■ **EXCERPTED TEXT**
━━━━━━━━━━

ModernBERT-base-MoME-v0

This is a specialized variant of ModernBERT-base designed for Mixture of Multichain Experts (MoME) routing tasks, particularly focusing on determining which blockchain or chain expert (e.g., Aptos, Ripple, Polkadot, Crust) should handle an incoming transaction or query. It retains the core architectural and performance benefits of ModernBERT, while integrating custom training on chain classification data.

Model Summary
Usage
Evaluation
Limitations
Training
License
Citation

Model Summary

ModernBERT-base-MoME-v0 is an encoder-only model (BERT-style) derived from ModernBERT-base. The original ModernBERT was trained on a large corpus of text and code (2T tokens), supporting context lengths of up to 8,192 tokens. Key enhancements include:

Rotary Positional Embeddings (RoPE) for long-context support
Local-Global Alternating Attention for efficient attention over extended sequences
Unpadding + Flash Attention for fast inference times

ModernBERT-base-MoME-v0 extends these capabilities with a fine-tuned head specialized in routing transactions or queries to the correct “chain expert” in a Mixture of Experts (MoME) system. By integrating specialized training data for chain classification (e.g., Polkadot, Aptos, Ripple, Crust), the model can better determine which chain is relevant for a given transaction payload.

━━━━━━━━━━

■ **SUPPLIED MATERIAL**
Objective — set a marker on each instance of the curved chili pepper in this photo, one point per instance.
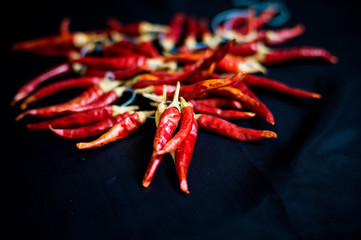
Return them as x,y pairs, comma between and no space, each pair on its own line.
27,88
231,130
173,35
244,49
48,90
91,130
86,97
277,37
282,55
256,81
165,130
187,118
219,102
108,98
120,130
225,114
82,118
114,63
183,156
192,91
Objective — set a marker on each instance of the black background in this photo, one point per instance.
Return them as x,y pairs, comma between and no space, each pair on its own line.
304,185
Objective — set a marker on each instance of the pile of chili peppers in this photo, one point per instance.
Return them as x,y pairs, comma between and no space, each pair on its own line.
209,73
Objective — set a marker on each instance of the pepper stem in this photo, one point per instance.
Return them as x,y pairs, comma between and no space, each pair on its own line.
175,103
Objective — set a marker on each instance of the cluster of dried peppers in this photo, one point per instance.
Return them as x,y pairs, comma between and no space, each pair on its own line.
208,72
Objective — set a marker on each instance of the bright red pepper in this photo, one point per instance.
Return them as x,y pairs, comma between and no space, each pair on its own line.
90,130
231,130
82,118
120,130
183,156
29,87
187,118
50,89
165,130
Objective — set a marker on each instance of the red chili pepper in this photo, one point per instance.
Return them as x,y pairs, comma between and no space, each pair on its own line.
231,130
115,63
165,130
183,156
27,88
118,74
187,118
173,35
195,90
256,81
225,114
277,37
82,118
91,130
287,54
120,130
88,96
48,90
77,40
108,98
219,102
244,49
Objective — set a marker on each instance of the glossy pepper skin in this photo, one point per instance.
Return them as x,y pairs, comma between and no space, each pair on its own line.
83,99
30,86
90,130
187,117
165,130
231,130
183,156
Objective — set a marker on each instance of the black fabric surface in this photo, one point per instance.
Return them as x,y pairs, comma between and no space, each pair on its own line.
306,184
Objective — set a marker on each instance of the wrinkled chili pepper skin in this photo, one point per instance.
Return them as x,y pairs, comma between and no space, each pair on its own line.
120,130
185,128
183,156
48,90
83,99
90,130
166,128
231,130
114,63
262,82
283,55
75,119
29,87
225,114
219,102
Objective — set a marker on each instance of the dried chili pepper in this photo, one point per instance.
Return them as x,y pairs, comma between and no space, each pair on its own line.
219,102
29,87
114,63
187,118
88,96
48,90
173,35
183,156
82,118
166,127
120,130
262,82
231,130
225,114
281,55
90,130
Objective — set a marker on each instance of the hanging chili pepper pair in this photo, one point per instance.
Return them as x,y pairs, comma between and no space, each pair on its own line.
165,141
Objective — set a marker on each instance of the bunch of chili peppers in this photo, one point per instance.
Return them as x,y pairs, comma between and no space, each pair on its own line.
210,73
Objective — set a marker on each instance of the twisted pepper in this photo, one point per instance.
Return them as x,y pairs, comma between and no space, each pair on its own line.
166,127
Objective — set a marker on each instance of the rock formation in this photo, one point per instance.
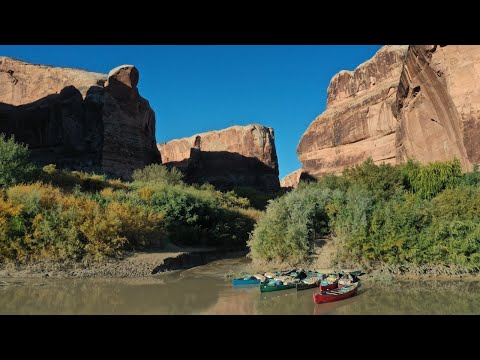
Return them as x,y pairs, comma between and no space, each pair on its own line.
438,104
78,119
293,179
417,101
236,156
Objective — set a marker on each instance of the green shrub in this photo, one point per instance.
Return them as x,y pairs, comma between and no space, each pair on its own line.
429,180
291,223
410,213
15,166
158,173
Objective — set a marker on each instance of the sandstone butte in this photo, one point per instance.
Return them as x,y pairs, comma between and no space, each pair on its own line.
417,101
78,119
236,156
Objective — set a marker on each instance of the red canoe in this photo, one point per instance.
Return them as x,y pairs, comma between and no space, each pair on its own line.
327,284
330,286
335,295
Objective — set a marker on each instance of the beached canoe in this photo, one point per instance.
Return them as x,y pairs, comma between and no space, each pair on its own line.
330,282
241,282
269,288
304,286
336,294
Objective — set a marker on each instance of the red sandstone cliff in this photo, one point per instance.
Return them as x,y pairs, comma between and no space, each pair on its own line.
407,101
236,156
78,119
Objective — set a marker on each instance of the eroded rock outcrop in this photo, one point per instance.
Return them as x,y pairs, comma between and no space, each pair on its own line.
419,101
78,119
438,104
236,156
293,179
358,122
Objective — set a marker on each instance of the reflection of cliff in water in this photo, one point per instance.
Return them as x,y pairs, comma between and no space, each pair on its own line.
109,296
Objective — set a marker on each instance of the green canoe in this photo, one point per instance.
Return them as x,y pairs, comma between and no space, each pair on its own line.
269,288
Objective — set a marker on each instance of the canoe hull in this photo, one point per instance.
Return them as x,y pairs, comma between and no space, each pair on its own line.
331,296
329,286
241,282
303,286
267,288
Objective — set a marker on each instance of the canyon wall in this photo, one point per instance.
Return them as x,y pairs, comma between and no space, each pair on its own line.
418,101
77,119
236,156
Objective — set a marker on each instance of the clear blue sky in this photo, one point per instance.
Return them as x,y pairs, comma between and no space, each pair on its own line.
193,89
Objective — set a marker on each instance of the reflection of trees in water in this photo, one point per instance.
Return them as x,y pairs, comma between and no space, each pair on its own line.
427,297
285,302
107,297
192,294
235,302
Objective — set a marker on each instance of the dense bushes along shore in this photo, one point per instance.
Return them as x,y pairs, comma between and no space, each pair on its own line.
57,214
378,214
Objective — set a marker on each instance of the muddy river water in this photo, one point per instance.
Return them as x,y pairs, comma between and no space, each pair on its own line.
204,290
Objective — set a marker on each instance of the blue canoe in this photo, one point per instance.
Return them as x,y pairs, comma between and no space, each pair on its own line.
239,282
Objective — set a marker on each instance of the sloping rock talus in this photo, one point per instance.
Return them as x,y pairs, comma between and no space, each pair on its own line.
419,101
236,156
78,119
358,122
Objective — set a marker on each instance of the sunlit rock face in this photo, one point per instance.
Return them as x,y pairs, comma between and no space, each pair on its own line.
236,156
418,101
78,119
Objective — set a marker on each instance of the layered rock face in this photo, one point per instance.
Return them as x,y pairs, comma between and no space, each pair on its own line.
77,119
421,101
438,104
236,156
293,179
358,122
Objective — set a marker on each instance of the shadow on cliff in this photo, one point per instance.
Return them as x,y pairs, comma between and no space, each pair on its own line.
227,170
62,128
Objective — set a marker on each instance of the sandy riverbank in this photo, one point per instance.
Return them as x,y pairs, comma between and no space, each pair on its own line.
132,265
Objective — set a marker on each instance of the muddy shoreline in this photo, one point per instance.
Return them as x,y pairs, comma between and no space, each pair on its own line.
132,265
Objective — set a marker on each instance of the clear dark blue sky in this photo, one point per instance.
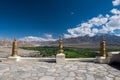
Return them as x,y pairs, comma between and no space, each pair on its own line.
20,18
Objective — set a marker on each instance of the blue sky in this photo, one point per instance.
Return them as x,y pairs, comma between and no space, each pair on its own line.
50,18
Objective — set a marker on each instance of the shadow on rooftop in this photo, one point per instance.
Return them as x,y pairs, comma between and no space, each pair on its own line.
115,65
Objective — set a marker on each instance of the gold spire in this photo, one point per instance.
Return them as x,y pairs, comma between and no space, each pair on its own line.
60,45
103,47
15,48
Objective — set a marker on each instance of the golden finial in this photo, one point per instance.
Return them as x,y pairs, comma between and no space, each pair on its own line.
60,45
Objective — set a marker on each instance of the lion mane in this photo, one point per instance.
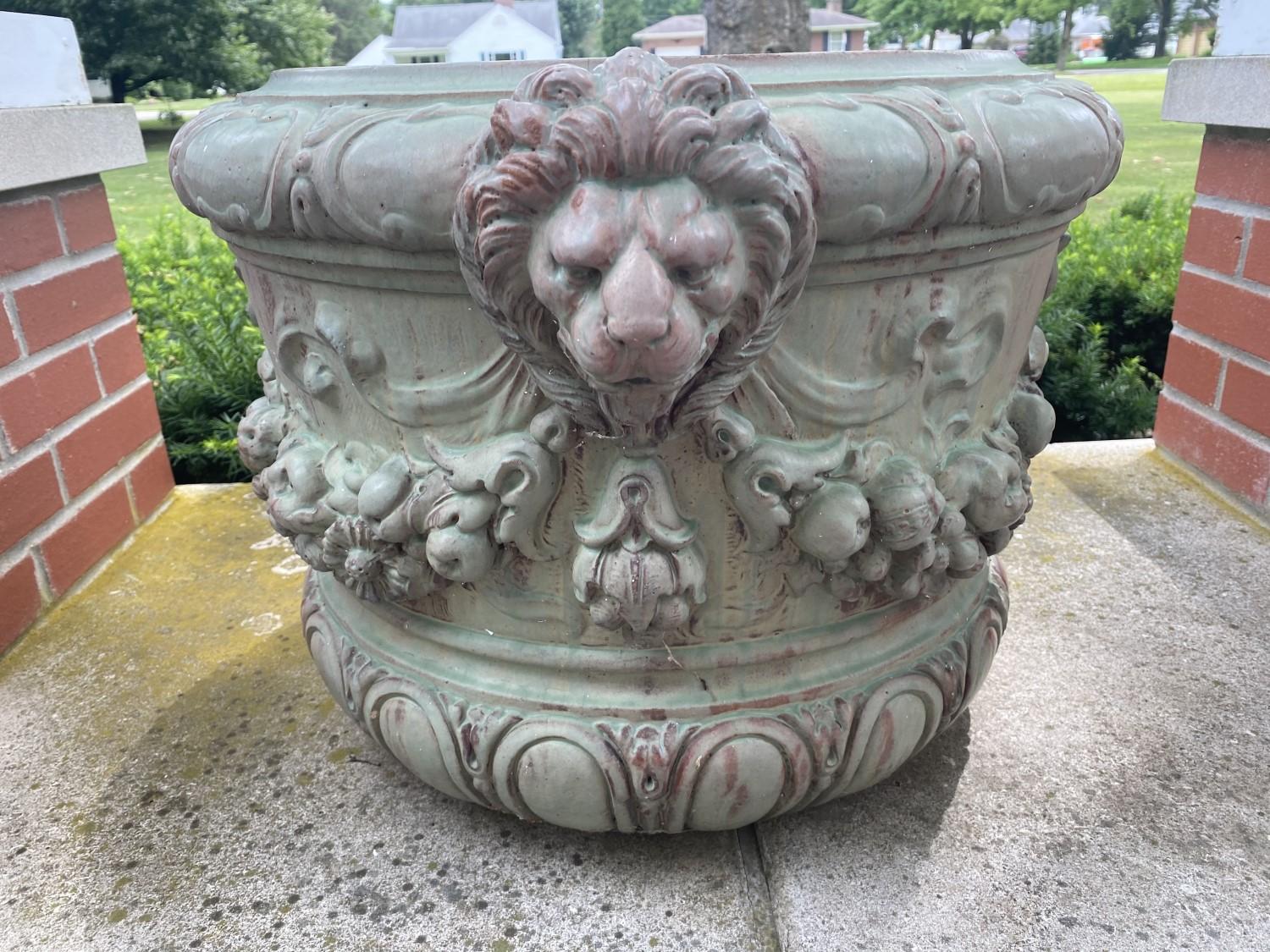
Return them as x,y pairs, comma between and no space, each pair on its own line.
634,118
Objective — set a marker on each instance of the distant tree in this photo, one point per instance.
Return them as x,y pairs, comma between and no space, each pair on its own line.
1128,27
1165,13
357,23
620,20
577,18
284,33
230,43
756,25
1048,12
924,18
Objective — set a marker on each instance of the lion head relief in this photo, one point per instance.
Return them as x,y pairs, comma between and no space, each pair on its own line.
637,234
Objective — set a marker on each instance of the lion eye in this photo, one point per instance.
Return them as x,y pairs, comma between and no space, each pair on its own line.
579,276
693,277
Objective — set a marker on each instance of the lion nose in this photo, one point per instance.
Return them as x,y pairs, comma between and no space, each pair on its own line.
638,299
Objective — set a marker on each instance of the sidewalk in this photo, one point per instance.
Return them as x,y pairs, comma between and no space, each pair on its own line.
174,774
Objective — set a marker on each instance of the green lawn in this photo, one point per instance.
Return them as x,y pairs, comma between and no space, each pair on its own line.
1157,154
174,104
1148,63
142,193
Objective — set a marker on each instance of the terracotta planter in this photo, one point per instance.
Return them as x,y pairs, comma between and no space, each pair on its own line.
650,429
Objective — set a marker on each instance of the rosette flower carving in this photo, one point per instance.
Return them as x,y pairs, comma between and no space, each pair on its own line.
640,563
394,528
370,566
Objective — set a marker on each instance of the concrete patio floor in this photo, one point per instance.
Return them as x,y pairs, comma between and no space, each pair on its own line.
173,773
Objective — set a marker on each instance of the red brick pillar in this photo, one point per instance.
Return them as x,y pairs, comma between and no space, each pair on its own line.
81,457
1214,413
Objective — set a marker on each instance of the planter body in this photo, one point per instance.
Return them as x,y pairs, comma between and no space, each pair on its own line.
650,432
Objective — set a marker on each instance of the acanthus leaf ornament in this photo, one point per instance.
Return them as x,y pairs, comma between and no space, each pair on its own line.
508,515
640,563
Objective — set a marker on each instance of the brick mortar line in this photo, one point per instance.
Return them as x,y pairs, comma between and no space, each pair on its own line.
97,367
1232,281
10,307
33,362
1232,206
1245,240
60,223
42,581
1216,416
101,564
48,442
48,190
1221,347
40,535
56,267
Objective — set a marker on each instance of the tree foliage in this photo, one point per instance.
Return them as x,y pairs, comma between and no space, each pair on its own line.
1128,27
358,22
620,20
914,19
1109,319
226,43
200,342
577,18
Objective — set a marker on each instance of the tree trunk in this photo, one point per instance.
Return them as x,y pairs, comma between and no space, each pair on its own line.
756,27
1166,20
1064,42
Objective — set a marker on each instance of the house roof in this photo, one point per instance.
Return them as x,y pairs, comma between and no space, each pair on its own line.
695,25
436,25
828,18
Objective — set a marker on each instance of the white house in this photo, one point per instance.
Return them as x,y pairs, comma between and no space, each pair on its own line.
830,30
507,30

━━━━━━━━━━

■ **SHORT PROBLEM 1**
In the ModernBERT-base-MoME-v0 model card, what is the maximum context length that the original ModernBERT supports?
■ **SHORT PROBLEM 2**
Pick up the ModernBERT-base-MoME-v0 model card after its final sentence and keep writing it.

■ **FINAL ANSWER 1**
Up to 8,192 tokens.

■ **FINAL ANSWER 2**
Usage

You can load ModernBERT-base-MoME-v0 using Hugging Face Transformers. The steps are largely identical to standard BERT usage, with two key notes:

Long-Context Support
You can input sequences up to 8,192 tokens without degrading performance due to the model’s RoPE-based architecture.
Routing Head
After the core BERT encoding, a classification head (or specialized projective layer) determines the most likely chain or domain.

Quickstart

pip install -U transformers>=4.48.0
pip install flash-attn  # optional but recommended if supported by your GPU

from transformers import AutoTokenizer, AutoModelForSequenceClassification

model_id = "momeaicrypto/ModernBERT-base-MoME-v0"
tokenizer = AutoTokenizer.from_pretrained(model_id)
model = AutoModelForSequenceClassification.from_pretrained(model_id)

# Sample transaction or query
text = "Transaction: {\"action\": \"transfer\", \"chain\": \"polkadot\", ...}"

inputs = tokenizer(text, return_tensors="pt")
outputs = model(**inputs)

# The logits from outputs.logits will indicate which chain this transaction likely belongs to.
print("Logits:", outputs.logits)
predicted_label = outputs.logits.argmax(dim=-1).item()
print("Predicted chain ID:", predicted_label)

Note: If you want to adapt the model to a different classification scheme (e.g., additional chains), you can fine-tune via standard BERT classification recipes.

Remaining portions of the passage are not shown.